### EXCERPT TO READ
The majority of students live at home and attend university in their home state. In all universities, students have substantial control of the student unions, councils and athletic clubs. Compulsory fees that support these activities are collected from students by the universities.

ACADEMIC CALENDAR

The academic calendar is based on the Southern Hemisphere calendar. The academic year generally runs from February to November. The first semester typically begins in February to early-March and ends with an examination period in November. The second semester typically begins in late-July and ends in November.

TEACHING AND LEARNING STYLES

Classes involve a combination of fairly formal lectures (often with large numbers of students in attendance) and discussion-oriented "tutorials" (with around 10-15 students). Professors present core material during lectures but you should not expect to ask questions during that time; the tutorials are the time to work through the material in small groups and student participation is encouraged. Laboratory sessions for students in the sciences and practical studio time for design students are also incorporated into the curriculum.

You will typically find yourself in lectures and tutorials for 15 hours a week. The rest of the time you are meant to study and research on your own. The Australian education system generally emphasizes independent study over class time, attendance and participation. There are usually fewer assignments counting towards the final grade, so a final exam or paper carries much more weight. For all these reasons, independence and self-discipline are very important in keeping up academically.

The student-teacher relationship in Australia tends to be very informal, with students addressing lecturers and tutors on a first name basis. Most lecturers will keep office hours during which you can schedule an appointment.

TERMINOLOGY

Australians do not use the terms "school" or "college" to refer to the university level of education; rather, they will simply say "university" or "uni."

The term "course" is used to refer to an entire program that leads to a degree (For example, a course is a bachelor of arts).
A class, or subject is a "unit".
A "mark" is used to refer to a grade.

COURSE LOAD, CONTACT HOURS AND LEVELS

Typically, a normal course load for an Australian student is three to four classes (units) per semester. The number of credits a unit is worth does not derive from the number of contact hours (hours spent in class). Rather, time spent in private study, group work, etc. is taken into consideration in addition to class time spent with instructors. Even then, the total number of hours required to get the necessary work done will vary from unit to unit, and does not directly relate to the number of credits the unit is assigned.

Because Australians start specializing in their majors early on, you may find that a unit with a seemingly lower level or number may actually be equivalent in content to a mid-level class in your country.

ASSESSMENT

In Australia, you will generally not encounter continuous assessment, in which assignments are given frequently throughout the semester and you can track your academic progress. Rather, the final grade will be based on two or three major assignments or essays plus a final exam or essay. Essays must be well-written and academic; professors will not be looking for "reflection papers" among these relatively few assignments. You are responsible for keeping up with the outside work throughout the semester, even though professors will not necessarily be checking up on them regularly.

CREDITS AND GRADES

In Australia, the term "credit" represents the weight of an individual class in relation to others within the major, rather than the number of classroom or study hours. Therefore, an introductory breadth course may be worth ten credits, while an advanced core course may be worth 20 credits. Thus, the credit value listed on your transcript may not have any bearing on the number of credits actually transferred to your home institution.

### EXERCISE INSTRUCTIONS
Return the part of the text about Australian university study from "COURSE LOAD, CONTACT" to "unit is assigned.", copied word for word. The records come from a separate source and have no connection to the text about Australian university study.

### EXTRACTED DATA
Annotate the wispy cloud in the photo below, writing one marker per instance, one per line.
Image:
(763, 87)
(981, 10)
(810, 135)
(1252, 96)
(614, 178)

### RESULT OF THE TASK
COURSE LOAD, CONTACT HOURS AND LEVELS

Typically, a normal course load for an Australian student is three to four classes (units) per semester. The number of credits a unit is worth does not derive from the number of contact hours (hours spent in class). Rather, time spent in private study, group work, etc. is taken into consideration in addition to class time spent with instructors. Even then, the total number of hours required to get the necessary work done will vary from unit to unit, and does not directly relate to the number of credits the unit is assigned.